Things to do:
[a] Reproduce word for word the part of the antimatter propulsion article that opens with the words containing "The problem is" and closes with "of normal matter).".
[b] In the antimatter propulsion article, how much money is the Kickstarter campaign meant to raise?
[c] For each statement, say whether the antimatter propulsion article agrees with it, and quote the exact words that decide it.
(i) Gerald Jackson used to work as a physicist at Fermilab.
(ii) Some experts give about 40% of the speed of light as a more realistic speed for such a spacecraft.
(iii) Jackson and Steven Howe came up with an antimatter sail as a light propulsion system.

Excerpted passage:
BEGIN
Have Antimatter, Will Travel

Gerald Jackson, a former physicist at Fermilab, has a big dream. He thinks that, given unlimited funds, we could have a fully demonstrable, antimatter-propelled spacecraft prototype ready in less than a decade.

But since he doesn’t possess unlimited economic resources, and since the likelihood of any government underwriting a prohibitively expensive program in antimatter propulsion technology is pretty remote, he’s decided to turn to the guerrilla funding tactics of the 21st century: He’s starting a Kickstarter campaign.

The idea is to raise $200,000 to crowdfund initial antimatter propulsion research for Jackson’s company, Hbar Technologies.

It’s an ambitious goal, but the potential rewards are staggering.  The creation of a functional antimatter engine would mean drastically reduced travel times for space probes, both within the solar system and in the interstellar spaces beyond.  With potential velocities of 40% of the speed of light, it would mean that the stars would suddenly come within our reach; a journey lasting as long as the voyage of the New Horizons probe to Pluto would take us, not merely to the outermost bodies in our solar system, but to whole systems of planets circling nearby stars.

Some experts assert that a more realistic estimate of such a spacecraft’s speed would be about 0.10c (10% of the speed of light), but even this would represent a fantastic speed that is utterly beyond anything we have today, and it would still put a probe in the Alpha Centauri system (the closest alien system to our own) in just 40 years.

The problem is twofold: devising a lightweight propulsion system that doesn’t outweigh the payload by orders of magnitude; and actually getting one’s hands on significant enough quantities of antimatter, a notoriously difficult substance to come across (which, incidentally, is fortunate for those of us made of normal matter).

Jackson thinks he has a solution to the first problem.  “[M]y Hbar partner, physicist Steven Howe, and I came up with a very light propulsion system whose mass was comparative to the payload—an antimatter sail,” he explains.

Schematic diagram of the Hbar Technologies concept for an antimatter space probe. Credit: Hbar Technologies, LLC.
Making antimatter

As far as the antimatter production problem—that may be a bit more difficult.  Antimatter on Earth can only be found where humans have created it, deep in the hearts of the world’s most powerful particle accelerators—one antiproton at a time.
END
Data for review:
BEGIN
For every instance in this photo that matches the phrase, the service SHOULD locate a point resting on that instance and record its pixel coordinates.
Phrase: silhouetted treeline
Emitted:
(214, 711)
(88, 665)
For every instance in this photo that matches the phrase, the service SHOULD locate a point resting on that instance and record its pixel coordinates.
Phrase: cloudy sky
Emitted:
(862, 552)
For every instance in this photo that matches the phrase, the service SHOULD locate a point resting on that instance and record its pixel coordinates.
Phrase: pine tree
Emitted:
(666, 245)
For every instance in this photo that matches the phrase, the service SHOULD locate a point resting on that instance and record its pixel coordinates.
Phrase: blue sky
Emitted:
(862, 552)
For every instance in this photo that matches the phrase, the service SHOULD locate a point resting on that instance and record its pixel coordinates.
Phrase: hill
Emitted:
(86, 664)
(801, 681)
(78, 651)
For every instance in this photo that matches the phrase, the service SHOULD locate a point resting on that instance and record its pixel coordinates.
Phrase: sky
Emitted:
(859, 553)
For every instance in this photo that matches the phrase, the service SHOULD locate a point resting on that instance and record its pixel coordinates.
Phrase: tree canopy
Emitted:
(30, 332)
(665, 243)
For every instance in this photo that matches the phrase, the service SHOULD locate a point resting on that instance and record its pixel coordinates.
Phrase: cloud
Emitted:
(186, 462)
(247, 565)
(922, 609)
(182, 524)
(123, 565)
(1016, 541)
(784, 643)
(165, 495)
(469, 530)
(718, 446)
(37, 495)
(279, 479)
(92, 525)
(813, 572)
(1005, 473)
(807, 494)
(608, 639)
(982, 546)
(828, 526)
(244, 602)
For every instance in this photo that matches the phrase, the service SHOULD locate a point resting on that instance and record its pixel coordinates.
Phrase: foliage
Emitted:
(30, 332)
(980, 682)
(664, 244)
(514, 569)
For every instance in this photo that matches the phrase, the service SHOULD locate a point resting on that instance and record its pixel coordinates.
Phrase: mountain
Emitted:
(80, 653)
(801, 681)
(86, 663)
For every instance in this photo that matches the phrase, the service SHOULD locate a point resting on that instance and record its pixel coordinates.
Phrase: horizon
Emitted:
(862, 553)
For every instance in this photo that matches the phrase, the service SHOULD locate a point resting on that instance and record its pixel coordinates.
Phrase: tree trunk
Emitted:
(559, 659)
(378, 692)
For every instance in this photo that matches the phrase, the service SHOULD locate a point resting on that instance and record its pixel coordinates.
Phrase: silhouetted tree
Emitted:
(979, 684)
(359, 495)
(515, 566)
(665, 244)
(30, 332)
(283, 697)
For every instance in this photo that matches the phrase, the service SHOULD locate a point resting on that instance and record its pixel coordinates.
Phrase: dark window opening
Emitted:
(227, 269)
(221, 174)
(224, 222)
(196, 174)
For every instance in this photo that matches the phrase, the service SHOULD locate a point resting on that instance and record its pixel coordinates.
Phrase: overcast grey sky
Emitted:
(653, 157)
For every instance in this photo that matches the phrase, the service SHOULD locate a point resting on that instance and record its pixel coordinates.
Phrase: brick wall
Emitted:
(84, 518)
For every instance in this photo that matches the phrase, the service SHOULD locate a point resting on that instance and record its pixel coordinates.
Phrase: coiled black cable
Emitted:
END
Expected responses:
[a]
The problem is twofold: devising a lightweight propulsion system that doesn’t outweigh the payload by orders of magnitude; and actually getting one’s hands on significant enough quantities of antimatter, a notoriously difficult substance to come across (which, incidentally, is fortunate for those of us made of normal matter).

[b] $200,000

[c]
(i) Yes: "Gerald Jackson, a former physicist at Fermilab"
(ii) No: "a more realistic estimate of such a spacecraft’s speed would be about 0.10c (10% of the speed of light)"
(iii) Yes: "physicist Steven Howe, and I came up with a very light propulsion system whose mass was comparative to the payload—an antimatter sail"